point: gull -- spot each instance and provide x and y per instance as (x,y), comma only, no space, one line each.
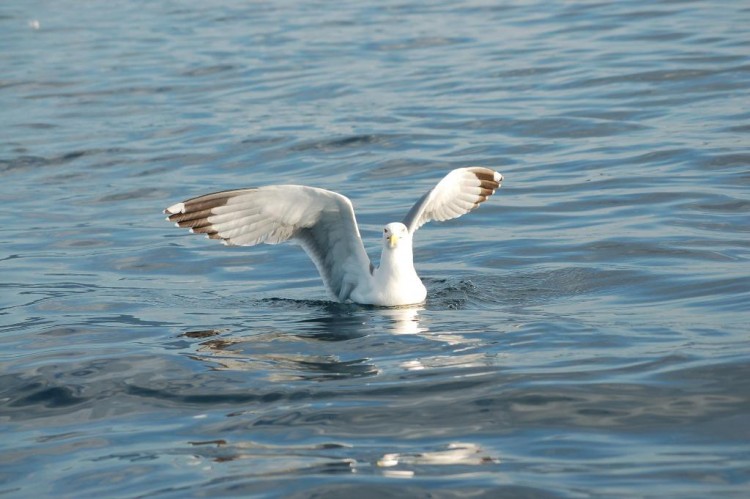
(323,223)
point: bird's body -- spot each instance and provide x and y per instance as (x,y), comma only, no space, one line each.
(323,223)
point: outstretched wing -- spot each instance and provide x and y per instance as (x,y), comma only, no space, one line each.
(321,221)
(457,194)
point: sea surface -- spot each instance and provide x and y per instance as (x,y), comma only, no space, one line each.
(587,329)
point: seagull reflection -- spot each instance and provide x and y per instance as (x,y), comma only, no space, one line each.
(299,351)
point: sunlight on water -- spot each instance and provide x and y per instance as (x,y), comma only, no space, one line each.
(585,331)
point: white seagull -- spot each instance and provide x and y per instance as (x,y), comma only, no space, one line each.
(323,223)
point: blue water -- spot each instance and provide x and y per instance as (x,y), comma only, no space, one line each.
(586,329)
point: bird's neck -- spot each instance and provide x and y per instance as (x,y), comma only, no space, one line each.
(398,261)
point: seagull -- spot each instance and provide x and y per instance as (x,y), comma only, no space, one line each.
(323,223)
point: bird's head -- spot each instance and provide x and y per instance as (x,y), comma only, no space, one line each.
(394,234)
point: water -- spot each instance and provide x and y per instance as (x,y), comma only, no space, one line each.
(586,329)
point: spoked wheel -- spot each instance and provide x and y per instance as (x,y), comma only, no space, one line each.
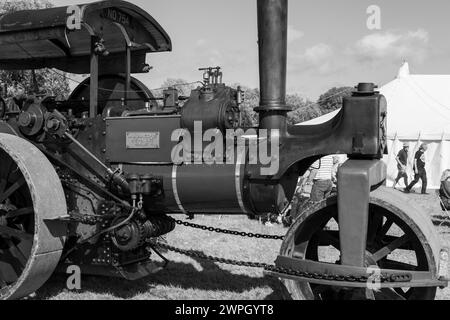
(31,196)
(399,237)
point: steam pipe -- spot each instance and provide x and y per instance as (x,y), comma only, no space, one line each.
(272,34)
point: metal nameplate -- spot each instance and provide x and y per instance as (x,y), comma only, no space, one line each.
(142,140)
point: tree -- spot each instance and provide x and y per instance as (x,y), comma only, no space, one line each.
(333,98)
(45,81)
(303,109)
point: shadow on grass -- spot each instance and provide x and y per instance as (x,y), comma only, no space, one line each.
(441,220)
(177,274)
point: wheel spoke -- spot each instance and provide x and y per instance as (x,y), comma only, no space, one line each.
(396,265)
(10,232)
(329,238)
(5,195)
(2,280)
(385,251)
(19,212)
(17,253)
(384,230)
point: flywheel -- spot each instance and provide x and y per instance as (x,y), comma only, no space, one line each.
(399,237)
(31,198)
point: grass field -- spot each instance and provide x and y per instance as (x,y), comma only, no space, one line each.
(189,279)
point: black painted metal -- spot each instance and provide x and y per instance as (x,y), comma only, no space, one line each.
(272,35)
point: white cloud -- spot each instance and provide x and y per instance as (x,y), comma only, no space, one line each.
(411,45)
(200,42)
(294,34)
(318,58)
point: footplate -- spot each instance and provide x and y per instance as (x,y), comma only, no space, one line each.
(350,276)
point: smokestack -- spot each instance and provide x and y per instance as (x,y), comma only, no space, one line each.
(272,34)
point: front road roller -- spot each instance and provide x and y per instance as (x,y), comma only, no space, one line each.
(31,198)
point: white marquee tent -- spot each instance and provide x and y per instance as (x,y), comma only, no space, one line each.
(418,112)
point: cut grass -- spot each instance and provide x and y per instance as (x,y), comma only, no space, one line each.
(194,279)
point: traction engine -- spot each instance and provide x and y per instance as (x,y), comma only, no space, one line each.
(93,180)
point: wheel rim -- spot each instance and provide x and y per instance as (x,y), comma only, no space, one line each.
(394,242)
(30,196)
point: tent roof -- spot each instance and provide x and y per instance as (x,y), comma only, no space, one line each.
(418,106)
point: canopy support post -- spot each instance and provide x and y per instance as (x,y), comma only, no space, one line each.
(127,73)
(93,86)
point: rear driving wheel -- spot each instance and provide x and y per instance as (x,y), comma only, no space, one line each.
(399,237)
(31,196)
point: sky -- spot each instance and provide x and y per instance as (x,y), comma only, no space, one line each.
(329,45)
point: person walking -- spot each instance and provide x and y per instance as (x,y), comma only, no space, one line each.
(322,176)
(419,169)
(402,164)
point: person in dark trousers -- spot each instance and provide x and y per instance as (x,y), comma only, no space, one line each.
(402,163)
(419,170)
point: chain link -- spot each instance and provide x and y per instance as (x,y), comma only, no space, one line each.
(383,278)
(92,220)
(230,232)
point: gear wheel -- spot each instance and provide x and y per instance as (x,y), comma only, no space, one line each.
(129,236)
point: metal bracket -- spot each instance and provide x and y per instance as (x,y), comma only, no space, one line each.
(356,178)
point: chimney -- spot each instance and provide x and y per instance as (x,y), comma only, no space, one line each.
(272,35)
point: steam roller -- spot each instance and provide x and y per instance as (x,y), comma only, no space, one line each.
(96,179)
(31,196)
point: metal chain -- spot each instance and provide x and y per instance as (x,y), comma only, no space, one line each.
(383,278)
(230,232)
(267,267)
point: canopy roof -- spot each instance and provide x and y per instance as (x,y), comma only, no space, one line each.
(418,106)
(34,39)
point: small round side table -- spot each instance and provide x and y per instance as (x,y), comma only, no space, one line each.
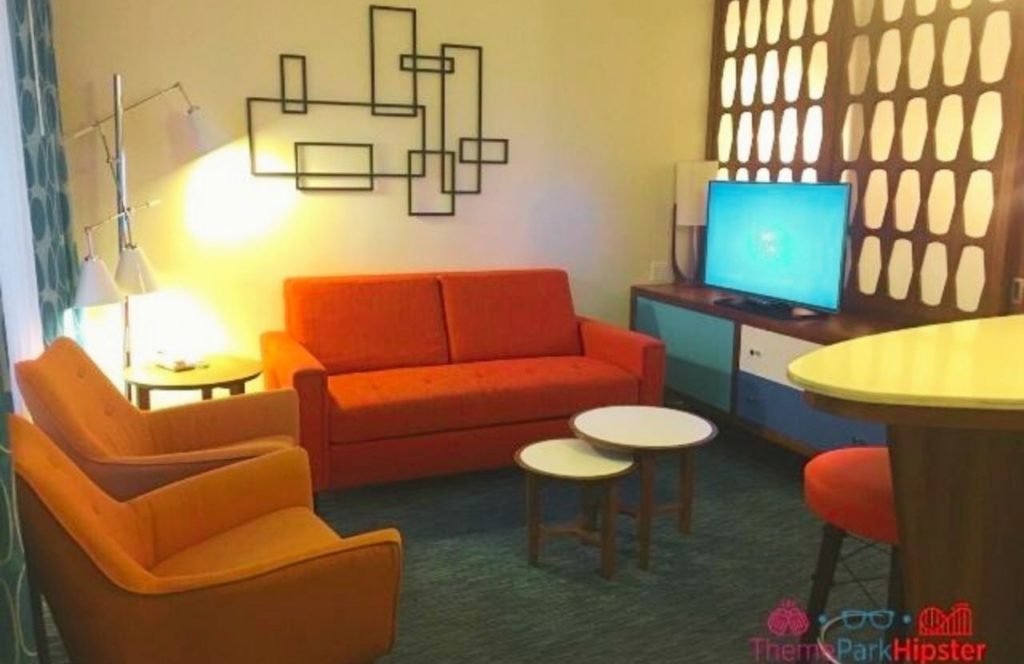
(219,371)
(648,431)
(576,461)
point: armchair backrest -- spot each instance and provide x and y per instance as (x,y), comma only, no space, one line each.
(78,407)
(112,534)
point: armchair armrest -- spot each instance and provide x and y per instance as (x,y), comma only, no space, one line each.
(210,423)
(340,606)
(638,354)
(223,498)
(288,364)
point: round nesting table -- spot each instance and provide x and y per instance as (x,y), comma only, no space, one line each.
(573,460)
(648,431)
(219,371)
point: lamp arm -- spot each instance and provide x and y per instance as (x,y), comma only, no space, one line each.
(95,126)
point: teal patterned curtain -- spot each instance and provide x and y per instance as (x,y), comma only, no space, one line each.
(56,271)
(16,642)
(45,166)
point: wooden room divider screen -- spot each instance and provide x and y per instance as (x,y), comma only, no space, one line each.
(918,104)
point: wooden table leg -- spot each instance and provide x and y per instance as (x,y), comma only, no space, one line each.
(686,462)
(534,517)
(958,499)
(142,397)
(38,621)
(608,529)
(592,501)
(645,514)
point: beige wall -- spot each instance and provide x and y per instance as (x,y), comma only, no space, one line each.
(598,98)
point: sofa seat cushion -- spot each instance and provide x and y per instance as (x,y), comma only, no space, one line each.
(278,536)
(426,400)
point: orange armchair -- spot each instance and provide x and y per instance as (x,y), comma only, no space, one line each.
(229,567)
(129,452)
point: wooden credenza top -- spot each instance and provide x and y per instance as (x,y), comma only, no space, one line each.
(826,330)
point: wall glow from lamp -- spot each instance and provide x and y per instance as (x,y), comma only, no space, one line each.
(134,275)
(197,332)
(226,206)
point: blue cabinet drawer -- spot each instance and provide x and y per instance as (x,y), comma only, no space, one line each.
(782,409)
(698,348)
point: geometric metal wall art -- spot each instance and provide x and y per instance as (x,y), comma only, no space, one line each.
(911,101)
(346,146)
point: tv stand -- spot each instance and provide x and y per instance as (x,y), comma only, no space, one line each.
(729,360)
(770,308)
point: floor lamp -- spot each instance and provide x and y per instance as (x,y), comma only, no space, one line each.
(133,276)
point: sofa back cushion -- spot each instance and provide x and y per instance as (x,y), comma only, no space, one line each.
(510,314)
(368,323)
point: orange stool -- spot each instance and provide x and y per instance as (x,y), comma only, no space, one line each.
(852,491)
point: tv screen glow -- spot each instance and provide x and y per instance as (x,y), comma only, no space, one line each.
(777,241)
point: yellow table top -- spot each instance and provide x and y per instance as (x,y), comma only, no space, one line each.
(975,364)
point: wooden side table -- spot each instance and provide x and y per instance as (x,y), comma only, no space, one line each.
(220,371)
(573,460)
(648,431)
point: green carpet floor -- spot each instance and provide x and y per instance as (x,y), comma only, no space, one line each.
(468,594)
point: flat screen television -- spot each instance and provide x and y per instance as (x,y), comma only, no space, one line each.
(781,245)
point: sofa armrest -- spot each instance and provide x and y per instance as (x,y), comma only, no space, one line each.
(221,421)
(288,364)
(638,354)
(192,510)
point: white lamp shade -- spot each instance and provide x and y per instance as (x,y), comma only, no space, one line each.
(691,192)
(134,275)
(95,286)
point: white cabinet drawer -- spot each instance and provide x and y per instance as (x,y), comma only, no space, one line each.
(767,354)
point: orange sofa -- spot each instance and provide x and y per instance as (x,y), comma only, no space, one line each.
(413,375)
(228,567)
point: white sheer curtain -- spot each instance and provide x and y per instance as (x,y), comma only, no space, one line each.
(17,263)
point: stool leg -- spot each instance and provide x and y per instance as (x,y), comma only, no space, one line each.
(686,461)
(534,517)
(896,602)
(646,511)
(608,529)
(832,546)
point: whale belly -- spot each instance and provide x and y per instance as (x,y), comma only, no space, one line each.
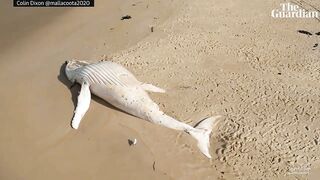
(133,100)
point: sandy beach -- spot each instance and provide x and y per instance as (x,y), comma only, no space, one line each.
(228,58)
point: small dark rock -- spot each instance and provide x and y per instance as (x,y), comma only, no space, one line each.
(305,32)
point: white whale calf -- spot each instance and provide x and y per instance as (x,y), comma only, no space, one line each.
(116,85)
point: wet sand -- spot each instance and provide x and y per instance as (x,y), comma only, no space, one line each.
(212,57)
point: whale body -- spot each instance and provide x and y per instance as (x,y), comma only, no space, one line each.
(119,87)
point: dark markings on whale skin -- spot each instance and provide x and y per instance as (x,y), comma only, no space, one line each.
(305,32)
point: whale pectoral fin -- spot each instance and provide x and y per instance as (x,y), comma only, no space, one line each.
(83,104)
(152,88)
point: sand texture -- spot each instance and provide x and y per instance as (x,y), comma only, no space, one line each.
(228,58)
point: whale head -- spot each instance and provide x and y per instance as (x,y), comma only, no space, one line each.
(72,66)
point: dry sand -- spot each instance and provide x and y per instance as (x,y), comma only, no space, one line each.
(213,57)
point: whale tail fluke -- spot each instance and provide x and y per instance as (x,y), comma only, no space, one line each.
(201,133)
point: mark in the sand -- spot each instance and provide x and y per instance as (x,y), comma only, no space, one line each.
(125,17)
(305,32)
(154,165)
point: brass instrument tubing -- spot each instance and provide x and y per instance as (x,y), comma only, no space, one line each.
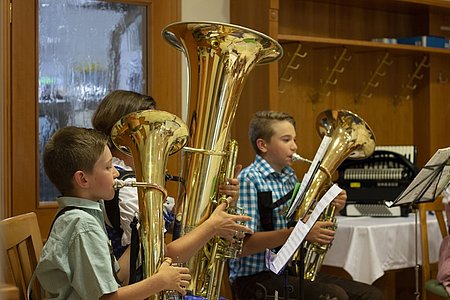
(118,184)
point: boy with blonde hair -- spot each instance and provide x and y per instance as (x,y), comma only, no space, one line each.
(76,261)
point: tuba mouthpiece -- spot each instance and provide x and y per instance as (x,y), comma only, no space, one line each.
(118,184)
(296,157)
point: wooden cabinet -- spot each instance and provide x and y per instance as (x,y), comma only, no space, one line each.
(330,61)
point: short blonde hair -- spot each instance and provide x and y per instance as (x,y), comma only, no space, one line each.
(261,126)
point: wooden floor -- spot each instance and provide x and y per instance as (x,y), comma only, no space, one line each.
(395,284)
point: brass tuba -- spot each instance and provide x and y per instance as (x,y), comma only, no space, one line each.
(150,136)
(219,58)
(351,137)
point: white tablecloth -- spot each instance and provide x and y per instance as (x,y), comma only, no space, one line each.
(366,247)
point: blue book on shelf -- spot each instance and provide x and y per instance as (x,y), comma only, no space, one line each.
(425,41)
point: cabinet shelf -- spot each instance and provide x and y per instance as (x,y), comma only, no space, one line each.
(359,45)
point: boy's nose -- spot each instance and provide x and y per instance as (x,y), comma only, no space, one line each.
(115,173)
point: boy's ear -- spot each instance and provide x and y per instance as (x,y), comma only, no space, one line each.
(262,145)
(80,179)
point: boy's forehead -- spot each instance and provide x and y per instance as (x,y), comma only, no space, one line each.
(106,155)
(283,128)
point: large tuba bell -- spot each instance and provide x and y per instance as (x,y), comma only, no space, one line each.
(150,136)
(351,137)
(219,58)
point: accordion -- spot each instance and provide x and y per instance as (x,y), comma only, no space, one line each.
(376,179)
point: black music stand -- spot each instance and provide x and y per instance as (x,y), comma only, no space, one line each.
(428,184)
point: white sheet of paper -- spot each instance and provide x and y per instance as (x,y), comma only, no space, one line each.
(316,161)
(427,179)
(276,262)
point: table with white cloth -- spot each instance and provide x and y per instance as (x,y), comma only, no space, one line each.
(367,247)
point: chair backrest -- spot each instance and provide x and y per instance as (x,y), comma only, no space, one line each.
(438,208)
(22,243)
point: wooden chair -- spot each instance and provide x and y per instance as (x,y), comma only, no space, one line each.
(429,271)
(22,244)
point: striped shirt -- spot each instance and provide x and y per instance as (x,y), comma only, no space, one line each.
(261,177)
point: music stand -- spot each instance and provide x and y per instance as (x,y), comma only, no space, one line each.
(428,184)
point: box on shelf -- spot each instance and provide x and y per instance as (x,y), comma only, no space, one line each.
(425,41)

__________________________________________________

Work to be completed: Keep only the lines from the line with "point: wooden chair" to the end of the records above, and repeat them exactly.

Written answer:
point: wooden chair -- spot each instance and provide x and y per instance as (x,y), comma only, no space, one line each.
(429,271)
(22,244)
point: striped shirt -- spot each instance and provide x and y per instance as (x,y), comma only, no space, one line each.
(261,177)
point: music stand -- spot each instance and provide x and y per instance as (x,y), comma only, no space, one line each.
(428,184)
point: box on shelf -- spot each instance and provide x and y per instance as (x,y), comma only, no space, one line each.
(425,41)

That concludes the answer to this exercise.